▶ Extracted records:
--------------------------------

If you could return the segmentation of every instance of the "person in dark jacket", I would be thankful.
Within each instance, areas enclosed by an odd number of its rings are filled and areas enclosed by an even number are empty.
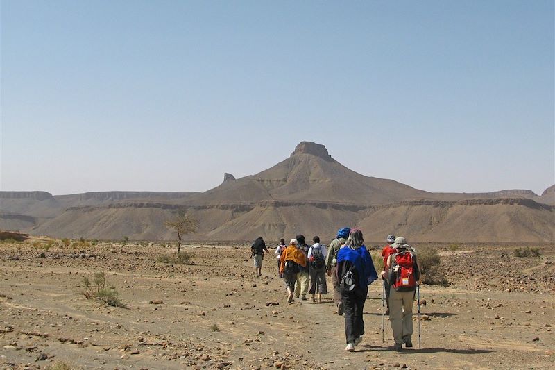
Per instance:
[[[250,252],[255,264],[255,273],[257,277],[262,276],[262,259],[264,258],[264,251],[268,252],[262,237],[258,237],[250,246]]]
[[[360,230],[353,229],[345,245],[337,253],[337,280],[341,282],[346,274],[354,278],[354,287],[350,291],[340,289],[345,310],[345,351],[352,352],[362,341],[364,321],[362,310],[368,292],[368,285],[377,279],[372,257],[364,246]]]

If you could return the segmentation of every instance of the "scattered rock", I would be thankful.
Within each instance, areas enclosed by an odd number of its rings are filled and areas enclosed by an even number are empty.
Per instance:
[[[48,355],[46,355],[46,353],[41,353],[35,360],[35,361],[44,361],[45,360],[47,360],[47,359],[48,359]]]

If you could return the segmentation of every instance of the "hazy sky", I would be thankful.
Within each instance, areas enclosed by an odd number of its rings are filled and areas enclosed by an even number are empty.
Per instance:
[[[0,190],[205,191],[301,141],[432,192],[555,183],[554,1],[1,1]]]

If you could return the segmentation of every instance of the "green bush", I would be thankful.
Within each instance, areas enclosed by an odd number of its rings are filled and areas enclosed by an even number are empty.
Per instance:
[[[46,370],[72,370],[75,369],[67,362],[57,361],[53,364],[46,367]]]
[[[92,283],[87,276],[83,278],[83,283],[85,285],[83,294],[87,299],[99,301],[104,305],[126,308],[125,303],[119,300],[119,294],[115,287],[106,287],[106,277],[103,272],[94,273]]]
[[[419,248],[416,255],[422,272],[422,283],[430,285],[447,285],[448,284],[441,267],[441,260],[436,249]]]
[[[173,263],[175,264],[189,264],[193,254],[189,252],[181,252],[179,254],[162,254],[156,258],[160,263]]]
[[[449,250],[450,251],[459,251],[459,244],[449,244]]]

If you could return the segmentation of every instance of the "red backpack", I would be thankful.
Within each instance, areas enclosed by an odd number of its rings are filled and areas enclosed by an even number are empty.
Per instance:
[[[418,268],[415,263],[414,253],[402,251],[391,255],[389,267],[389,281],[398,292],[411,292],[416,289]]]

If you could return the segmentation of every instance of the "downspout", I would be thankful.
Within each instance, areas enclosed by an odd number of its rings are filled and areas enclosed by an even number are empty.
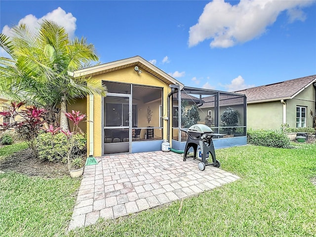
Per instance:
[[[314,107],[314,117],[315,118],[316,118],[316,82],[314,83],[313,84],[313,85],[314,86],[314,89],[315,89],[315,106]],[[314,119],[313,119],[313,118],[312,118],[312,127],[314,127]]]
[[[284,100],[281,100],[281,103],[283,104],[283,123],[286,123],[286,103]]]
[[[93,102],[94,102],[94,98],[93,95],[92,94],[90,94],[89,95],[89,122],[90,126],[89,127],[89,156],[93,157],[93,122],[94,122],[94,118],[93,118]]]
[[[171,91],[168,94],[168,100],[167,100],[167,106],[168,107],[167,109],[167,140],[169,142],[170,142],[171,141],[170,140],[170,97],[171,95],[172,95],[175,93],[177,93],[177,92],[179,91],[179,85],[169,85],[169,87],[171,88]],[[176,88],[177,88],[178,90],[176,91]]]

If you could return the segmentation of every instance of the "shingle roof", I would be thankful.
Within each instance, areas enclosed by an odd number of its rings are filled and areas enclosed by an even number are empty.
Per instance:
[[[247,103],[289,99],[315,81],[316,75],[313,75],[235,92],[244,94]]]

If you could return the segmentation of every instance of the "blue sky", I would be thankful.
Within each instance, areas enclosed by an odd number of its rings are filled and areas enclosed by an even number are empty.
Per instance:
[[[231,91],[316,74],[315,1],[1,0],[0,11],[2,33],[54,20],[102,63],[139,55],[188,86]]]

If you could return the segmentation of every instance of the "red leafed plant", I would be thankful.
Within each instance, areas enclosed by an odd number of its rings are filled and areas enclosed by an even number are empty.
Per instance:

--------------------------------

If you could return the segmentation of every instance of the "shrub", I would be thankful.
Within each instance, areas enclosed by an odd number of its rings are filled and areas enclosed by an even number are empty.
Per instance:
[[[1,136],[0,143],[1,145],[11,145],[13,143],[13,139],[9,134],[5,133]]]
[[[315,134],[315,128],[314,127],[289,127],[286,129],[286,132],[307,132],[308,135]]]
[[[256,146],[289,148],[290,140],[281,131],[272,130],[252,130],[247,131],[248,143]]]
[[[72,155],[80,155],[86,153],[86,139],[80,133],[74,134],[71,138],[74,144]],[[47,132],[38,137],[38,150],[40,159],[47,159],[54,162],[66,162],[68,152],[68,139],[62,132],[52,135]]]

--------------------------------

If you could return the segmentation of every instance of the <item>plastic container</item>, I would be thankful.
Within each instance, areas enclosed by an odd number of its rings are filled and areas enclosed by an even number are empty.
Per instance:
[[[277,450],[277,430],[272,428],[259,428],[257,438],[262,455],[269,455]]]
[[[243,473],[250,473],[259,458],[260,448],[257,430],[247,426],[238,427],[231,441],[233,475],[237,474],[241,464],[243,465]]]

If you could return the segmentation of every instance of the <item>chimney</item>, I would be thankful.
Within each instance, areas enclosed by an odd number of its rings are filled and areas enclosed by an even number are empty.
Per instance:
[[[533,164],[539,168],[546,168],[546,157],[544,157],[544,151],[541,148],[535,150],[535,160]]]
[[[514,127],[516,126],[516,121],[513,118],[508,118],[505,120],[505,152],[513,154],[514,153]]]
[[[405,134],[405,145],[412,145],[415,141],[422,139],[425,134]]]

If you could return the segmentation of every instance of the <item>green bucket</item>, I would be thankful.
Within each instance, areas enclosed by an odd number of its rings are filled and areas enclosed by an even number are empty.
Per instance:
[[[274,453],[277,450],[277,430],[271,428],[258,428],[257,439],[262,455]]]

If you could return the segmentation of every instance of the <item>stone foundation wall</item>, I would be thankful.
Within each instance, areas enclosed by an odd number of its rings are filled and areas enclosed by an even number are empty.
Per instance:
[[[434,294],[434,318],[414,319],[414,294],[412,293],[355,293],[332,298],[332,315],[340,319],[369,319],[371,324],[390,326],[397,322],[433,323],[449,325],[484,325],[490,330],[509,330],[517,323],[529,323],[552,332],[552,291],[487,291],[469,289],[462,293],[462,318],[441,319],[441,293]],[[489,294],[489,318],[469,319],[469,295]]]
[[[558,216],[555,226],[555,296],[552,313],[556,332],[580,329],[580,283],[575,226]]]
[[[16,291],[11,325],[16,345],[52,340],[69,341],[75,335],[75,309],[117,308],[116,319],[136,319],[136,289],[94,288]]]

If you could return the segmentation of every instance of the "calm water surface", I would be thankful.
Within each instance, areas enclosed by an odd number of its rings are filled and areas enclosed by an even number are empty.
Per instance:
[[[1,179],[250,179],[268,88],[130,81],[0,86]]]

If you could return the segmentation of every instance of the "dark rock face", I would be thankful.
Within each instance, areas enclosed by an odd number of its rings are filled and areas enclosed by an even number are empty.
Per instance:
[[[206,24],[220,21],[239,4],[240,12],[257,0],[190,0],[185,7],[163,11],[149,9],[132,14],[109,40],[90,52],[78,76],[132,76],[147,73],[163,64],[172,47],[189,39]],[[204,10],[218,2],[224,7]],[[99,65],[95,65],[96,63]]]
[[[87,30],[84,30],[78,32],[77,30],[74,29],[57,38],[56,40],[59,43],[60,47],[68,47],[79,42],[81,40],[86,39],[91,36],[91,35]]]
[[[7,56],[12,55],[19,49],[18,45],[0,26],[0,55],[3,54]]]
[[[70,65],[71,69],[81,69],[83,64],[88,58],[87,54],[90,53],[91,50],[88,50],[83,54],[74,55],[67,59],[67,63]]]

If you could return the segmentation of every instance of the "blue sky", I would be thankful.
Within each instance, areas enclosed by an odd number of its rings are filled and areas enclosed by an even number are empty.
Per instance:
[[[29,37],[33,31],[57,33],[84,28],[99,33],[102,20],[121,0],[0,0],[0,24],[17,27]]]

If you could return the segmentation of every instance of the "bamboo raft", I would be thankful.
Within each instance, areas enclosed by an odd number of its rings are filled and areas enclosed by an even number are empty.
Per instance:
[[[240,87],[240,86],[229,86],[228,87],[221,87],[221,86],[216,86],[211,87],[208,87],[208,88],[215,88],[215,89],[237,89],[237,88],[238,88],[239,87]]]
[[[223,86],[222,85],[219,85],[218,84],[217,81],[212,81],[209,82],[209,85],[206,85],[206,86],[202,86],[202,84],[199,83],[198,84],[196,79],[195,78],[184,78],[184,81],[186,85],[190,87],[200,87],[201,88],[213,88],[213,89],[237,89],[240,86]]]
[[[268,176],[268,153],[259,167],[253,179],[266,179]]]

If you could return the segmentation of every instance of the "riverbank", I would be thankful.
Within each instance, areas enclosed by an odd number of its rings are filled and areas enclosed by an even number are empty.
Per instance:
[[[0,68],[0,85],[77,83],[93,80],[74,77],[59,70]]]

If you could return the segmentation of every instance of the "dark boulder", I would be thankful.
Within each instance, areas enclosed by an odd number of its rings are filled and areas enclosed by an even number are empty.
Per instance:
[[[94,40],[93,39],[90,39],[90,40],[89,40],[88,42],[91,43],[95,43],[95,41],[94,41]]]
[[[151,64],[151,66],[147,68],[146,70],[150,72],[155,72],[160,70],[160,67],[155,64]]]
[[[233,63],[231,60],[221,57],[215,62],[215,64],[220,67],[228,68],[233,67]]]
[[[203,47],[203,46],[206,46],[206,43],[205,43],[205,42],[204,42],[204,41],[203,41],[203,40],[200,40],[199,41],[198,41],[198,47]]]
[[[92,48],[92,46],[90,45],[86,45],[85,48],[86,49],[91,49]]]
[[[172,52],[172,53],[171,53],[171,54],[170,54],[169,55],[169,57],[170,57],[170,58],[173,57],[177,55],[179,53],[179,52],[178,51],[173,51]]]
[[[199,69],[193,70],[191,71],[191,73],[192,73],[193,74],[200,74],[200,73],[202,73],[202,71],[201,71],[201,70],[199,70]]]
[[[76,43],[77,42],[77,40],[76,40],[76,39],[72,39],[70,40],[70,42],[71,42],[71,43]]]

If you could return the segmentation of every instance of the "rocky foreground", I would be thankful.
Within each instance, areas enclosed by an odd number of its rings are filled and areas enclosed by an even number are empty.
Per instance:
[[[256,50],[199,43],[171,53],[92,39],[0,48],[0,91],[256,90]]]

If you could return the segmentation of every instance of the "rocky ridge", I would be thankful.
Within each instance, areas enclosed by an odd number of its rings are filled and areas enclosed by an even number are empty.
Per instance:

--------------------------------

▶ WRITTEN EXERCISE:
Extract every line of the records above that contains the string "item".

▶ COMPLETED EXERCISE:
If you could return the segmentation of every instance of the <item>plastic container</item>, I would be thankful.
If you could return the segmentation of every instance of the <item>chimney</item>, I would be thankful.
If you could return the segmentation of every instance of the <item>green bucket</item>, I would be thankful.
If you could return the segmentation of every instance of the <item>stone foundation wall</item>, I would be thankful.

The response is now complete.